* Brief
What you return must be every line below that includes the word "textured".

* Data extracts
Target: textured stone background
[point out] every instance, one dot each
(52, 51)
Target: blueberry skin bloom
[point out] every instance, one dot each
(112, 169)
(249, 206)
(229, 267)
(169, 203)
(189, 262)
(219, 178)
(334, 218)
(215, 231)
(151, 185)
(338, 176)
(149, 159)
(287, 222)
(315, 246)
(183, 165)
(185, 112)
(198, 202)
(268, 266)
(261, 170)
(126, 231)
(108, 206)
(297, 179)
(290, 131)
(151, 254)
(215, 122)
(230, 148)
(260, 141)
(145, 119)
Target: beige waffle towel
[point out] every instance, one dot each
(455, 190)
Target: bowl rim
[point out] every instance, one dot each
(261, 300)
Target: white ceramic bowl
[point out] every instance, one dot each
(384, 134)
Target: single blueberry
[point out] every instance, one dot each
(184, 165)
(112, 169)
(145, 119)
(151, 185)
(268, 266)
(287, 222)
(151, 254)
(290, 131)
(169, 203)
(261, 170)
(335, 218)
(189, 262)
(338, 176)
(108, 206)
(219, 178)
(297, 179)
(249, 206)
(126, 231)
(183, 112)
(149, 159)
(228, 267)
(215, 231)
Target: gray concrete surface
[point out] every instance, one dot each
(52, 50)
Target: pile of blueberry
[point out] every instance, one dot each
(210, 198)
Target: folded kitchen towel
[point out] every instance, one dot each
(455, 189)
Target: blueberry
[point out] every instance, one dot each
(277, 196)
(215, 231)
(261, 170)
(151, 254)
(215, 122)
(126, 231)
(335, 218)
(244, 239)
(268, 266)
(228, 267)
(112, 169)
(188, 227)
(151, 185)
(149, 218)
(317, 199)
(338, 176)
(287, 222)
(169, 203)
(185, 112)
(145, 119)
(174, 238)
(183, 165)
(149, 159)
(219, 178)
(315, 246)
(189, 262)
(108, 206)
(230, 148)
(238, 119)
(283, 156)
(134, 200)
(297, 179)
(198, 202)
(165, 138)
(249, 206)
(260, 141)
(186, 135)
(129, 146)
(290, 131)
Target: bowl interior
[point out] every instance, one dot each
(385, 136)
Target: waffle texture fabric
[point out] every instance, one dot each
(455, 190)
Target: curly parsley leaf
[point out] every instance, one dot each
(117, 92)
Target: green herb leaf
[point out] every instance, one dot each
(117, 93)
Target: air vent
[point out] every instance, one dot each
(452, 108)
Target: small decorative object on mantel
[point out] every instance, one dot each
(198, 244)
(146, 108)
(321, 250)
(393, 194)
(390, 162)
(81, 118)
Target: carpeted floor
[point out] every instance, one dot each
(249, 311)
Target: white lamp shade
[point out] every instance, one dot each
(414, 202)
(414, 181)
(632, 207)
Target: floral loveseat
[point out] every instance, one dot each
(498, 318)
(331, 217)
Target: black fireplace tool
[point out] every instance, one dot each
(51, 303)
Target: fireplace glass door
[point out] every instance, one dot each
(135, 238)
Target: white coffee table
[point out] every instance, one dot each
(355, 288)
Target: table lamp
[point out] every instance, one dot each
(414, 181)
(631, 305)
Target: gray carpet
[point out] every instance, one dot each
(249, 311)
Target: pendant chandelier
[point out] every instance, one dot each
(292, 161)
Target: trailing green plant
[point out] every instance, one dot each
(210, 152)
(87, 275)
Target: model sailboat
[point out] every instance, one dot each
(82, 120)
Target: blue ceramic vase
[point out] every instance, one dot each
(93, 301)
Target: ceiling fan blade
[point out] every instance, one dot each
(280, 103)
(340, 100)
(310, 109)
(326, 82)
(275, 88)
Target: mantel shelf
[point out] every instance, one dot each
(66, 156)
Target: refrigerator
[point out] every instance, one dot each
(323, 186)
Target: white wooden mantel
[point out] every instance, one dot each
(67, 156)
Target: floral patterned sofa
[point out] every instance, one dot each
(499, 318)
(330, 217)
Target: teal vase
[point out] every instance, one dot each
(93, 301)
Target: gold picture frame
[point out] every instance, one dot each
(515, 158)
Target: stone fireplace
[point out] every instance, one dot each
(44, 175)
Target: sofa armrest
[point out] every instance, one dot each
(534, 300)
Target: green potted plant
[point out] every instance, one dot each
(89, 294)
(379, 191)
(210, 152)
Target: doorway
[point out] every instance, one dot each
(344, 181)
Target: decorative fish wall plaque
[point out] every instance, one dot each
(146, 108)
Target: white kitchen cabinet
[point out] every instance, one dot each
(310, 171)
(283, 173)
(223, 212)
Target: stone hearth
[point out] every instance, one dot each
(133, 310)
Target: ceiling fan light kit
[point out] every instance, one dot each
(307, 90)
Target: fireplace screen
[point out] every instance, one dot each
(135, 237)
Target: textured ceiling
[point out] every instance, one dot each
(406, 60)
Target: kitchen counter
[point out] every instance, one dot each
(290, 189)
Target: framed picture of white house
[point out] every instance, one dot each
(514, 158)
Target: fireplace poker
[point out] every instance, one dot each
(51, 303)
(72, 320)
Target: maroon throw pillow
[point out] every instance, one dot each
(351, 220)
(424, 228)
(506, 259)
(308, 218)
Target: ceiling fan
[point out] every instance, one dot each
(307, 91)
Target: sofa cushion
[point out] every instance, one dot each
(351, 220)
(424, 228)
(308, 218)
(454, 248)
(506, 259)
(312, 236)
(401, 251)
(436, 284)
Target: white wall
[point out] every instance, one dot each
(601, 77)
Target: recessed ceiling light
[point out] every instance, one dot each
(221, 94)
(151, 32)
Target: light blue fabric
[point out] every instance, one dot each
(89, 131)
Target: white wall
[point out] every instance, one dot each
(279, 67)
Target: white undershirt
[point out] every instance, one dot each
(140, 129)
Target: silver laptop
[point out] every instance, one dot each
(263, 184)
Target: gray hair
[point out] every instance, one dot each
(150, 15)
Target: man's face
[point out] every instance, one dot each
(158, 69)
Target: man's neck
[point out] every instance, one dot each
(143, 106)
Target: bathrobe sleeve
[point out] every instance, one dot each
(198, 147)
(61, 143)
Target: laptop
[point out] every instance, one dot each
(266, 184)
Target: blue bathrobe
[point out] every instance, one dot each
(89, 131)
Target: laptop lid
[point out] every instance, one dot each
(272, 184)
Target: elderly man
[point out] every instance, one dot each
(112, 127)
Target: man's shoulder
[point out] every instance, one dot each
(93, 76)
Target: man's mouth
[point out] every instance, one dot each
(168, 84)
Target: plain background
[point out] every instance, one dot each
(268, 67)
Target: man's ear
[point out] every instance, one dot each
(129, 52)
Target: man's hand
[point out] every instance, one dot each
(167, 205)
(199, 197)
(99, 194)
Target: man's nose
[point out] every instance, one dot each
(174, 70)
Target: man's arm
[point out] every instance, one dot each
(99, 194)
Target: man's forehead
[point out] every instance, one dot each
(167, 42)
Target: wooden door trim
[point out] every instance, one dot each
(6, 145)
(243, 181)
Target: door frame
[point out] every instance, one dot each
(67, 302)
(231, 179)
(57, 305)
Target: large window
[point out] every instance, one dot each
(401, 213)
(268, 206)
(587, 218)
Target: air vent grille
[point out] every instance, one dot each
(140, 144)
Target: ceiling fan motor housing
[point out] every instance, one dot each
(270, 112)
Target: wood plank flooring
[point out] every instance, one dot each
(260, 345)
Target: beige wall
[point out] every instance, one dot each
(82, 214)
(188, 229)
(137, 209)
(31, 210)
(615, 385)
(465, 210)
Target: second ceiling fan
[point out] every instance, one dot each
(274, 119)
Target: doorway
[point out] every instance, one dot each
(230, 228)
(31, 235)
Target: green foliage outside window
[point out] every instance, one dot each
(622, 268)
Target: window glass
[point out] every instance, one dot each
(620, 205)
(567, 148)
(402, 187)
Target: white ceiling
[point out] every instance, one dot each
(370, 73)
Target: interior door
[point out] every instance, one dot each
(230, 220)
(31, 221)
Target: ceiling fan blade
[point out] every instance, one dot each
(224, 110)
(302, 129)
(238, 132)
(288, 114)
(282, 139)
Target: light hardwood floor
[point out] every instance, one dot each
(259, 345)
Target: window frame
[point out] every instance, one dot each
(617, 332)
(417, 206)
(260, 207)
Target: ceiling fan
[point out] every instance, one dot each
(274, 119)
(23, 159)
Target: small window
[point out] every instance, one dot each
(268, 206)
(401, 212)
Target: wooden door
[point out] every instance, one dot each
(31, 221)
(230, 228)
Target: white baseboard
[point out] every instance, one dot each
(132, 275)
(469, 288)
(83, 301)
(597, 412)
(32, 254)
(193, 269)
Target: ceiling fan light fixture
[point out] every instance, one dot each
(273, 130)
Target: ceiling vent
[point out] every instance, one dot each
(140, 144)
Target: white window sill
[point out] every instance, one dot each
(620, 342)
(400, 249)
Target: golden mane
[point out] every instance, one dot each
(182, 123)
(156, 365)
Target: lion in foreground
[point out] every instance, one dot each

* Response to this exercise
Target: textured stone background
Target: textured ceiling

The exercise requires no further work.